#### To do:
Reproduce the data shown below exactly.

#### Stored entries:
┌──
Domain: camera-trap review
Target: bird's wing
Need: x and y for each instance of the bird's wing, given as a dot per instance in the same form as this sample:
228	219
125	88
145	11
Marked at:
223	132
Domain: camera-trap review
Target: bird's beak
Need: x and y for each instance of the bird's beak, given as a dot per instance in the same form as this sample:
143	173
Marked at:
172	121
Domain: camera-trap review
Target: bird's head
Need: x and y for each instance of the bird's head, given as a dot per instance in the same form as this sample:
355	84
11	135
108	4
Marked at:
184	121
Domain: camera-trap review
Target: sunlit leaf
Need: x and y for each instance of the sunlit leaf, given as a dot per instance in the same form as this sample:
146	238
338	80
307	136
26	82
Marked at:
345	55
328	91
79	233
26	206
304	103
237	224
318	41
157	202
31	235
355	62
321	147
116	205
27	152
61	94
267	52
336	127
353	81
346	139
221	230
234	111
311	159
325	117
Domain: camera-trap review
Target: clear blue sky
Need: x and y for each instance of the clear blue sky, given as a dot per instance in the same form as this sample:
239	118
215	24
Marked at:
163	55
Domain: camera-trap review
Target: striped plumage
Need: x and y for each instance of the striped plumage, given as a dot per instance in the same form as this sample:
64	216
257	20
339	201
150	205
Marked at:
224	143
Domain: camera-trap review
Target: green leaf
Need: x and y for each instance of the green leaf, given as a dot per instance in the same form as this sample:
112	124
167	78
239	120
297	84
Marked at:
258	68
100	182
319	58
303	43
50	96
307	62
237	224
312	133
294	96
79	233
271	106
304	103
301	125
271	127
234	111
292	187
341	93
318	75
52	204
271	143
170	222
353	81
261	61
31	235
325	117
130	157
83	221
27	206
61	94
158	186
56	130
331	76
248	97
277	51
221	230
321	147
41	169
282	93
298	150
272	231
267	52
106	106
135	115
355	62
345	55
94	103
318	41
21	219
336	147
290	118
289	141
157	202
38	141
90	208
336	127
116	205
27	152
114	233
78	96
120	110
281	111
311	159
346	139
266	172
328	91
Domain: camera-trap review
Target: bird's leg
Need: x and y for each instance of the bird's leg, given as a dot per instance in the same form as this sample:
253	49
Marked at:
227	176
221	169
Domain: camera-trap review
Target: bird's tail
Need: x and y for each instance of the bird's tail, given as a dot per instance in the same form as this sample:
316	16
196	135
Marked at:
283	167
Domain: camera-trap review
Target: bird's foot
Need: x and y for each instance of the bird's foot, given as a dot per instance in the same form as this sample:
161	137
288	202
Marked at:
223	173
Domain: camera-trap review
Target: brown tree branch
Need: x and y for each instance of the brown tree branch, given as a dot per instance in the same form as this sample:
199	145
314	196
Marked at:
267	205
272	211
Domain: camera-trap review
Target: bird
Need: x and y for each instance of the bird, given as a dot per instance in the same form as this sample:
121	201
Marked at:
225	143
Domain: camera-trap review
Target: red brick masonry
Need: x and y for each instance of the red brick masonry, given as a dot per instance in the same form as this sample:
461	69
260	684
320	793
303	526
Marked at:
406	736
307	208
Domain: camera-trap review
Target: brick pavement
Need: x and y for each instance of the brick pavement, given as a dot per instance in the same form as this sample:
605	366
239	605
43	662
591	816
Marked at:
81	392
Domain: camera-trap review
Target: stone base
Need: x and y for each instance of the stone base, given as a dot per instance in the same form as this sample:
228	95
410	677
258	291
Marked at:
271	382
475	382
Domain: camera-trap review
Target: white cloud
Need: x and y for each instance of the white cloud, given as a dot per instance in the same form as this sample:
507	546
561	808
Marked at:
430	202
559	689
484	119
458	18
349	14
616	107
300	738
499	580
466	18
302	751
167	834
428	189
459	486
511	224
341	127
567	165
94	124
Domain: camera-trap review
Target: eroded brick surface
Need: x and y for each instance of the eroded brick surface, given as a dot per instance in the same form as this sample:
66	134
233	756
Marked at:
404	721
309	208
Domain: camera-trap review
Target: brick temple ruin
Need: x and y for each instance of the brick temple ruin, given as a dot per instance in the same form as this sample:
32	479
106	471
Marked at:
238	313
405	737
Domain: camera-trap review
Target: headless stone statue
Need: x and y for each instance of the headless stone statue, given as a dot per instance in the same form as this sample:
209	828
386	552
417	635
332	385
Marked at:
└──
#### Task solution:
Domain: camera-trap review
Target: bird's wing
Need: x and y for each instance of the bird's wing, given as a dot per instance in the same form as this sample:
228	219
125	88
145	11
Marked at:
223	132
Domain: camera-trap review
Target: bird's beak
Need: x and y for each instance of the bird's beak, given as a dot per instance in the same form as this sample:
143	173
Marked at:
172	121
Domain: camera-trap review
Target: bird's head
Need: x and y for each instance of the bird's head, given as a dot per instance in the same form as this sample:
355	84
11	135
108	4
Marked at:
184	121
Domain: camera-trap review
Target: sunlit leaf
Need: x and y for each instance of the sunlit leaf, given as a dot per instance in the same form as this sample:
146	238
338	80
307	136
26	82
Marked at:
345	55
328	91
79	233
26	206
304	103
237	224
318	41
157	202
31	235
355	62
321	147
116	205
27	152
61	94
267	52
336	127
353	81
346	139
221	230
234	111
311	159
325	117
Domain: camera-trap review
Target: clear blue sky
Need: x and y for each instance of the clear blue sky, given as a dot per instance in the same form as this sample:
239	118
215	24
Marked at:
163	55
Domain: camera-trap review
Target: striped plumage
Need: x and y for each instance of the striped plumage, given as a dot per instance in the same form as this sample:
64	216
257	20
339	201
150	205
Marked at:
224	143
Domain: camera-trap review
Target: green leaf
Need: x and y for each instance of the green leaf, given as a dot per instance in the same form as this sample:
112	124
167	78
239	120
297	84
Marked at:
258	68
100	182
319	58
303	43
50	96
307	62
237	224
312	133
294	96
79	233
271	106
304	103
301	125
271	127
234	111
292	187
341	93
318	75
52	204
271	143
170	222
353	81
261	61
31	235
325	117
130	157
83	221
27	206
61	94
158	186
56	130
331	76
248	97
277	51
221	230
321	147
41	169
282	93
298	150
272	231
267	52
106	106
135	115
355	62
345	55
94	103
318	41
21	219
336	147
290	118
289	141
157	202
38	141
90	208
336	127
116	205
27	152
114	233
78	96
120	110
281	111
311	159
346	139
266	172
328	91
Domain: camera-trap review
Target: bird's leg
Need: x and y for each instance of the bird's leg, given as a dot per instance in the same form as this sample:
253	49
Marked at:
227	176
221	169
Domain: camera-trap review
Target: bird's tail
Need: x and y for each instance of the bird's tail, given as a dot per instance in the same form as this sample:
316	16
196	135
Marked at:
283	167
Domain: camera-trap review
Target: bird's foot
Need: x and y for each instance of the bird's foot, given as a dot per instance in the same form as this sample:
161	137
288	202
Marked at:
223	173
Domain: camera-trap review
Target: brown tree branch
Need: x and y for each instance of the brown tree branch, given as a dot per instance in the same form as this sample:
199	145
314	196
Marked at:
267	205
272	211
Domain: camera-trap review
Target: bird
Need: x and y for each instance of the bird, given as a dot per instance in the same form as this sample:
121	201
Marked at:
225	143
Domain: camera-trap review
Target: red brick masonry
Need: x and y for each instance of the red brick masonry, given as a dot per instance in the same form as this sample:
461	69
260	684
320	793
303	526
Marked at:
406	736
307	208
Domain: camera-trap review
Target: brick pavement
Need: x and y for each instance of the brick pavement, given as a dot per instance in the same form as this sample:
605	366
239	605
43	662
591	816
Marked at:
81	392
Domain: camera-trap review
Target: stone base
Need: x and y for each instance of the stone base, given as a dot per instance in the same form as this sample:
228	95
410	677
258	291
Marked at:
271	382
475	382
Domain: camera-trap review
Target: white cloud
Need: x and y for each instance of the white cloud, given as a dot per instance in the same form as this sample:
507	546
561	808
Marked at:
430	202
559	689
484	119
458	18
349	14
616	107
300	738
499	580
466	18
302	751
167	834
428	189
459	486
511	224
341	127
567	165
94	124
Domain: camera-trap review
Target: eroded brick surface
Need: x and y for each instance of the eroded brick surface, given as a dot per instance in the same form as this sample:
66	134
233	756
Marked at:
404	721
309	208
Domain: camera-trap review
Target: brick temple ruin
Need: x and y for each instance of the brick temple ruin, given as a dot per instance in the same form as this sample:
32	479
106	471
Marked at:
238	313
405	737
Domain: camera-trap review
Target: headless stone statue
Need: x and y for each instance of the headless stone statue, given as a dot per instance in the same form as this sample:
209	828
386	552
417	635
332	385
Marked at:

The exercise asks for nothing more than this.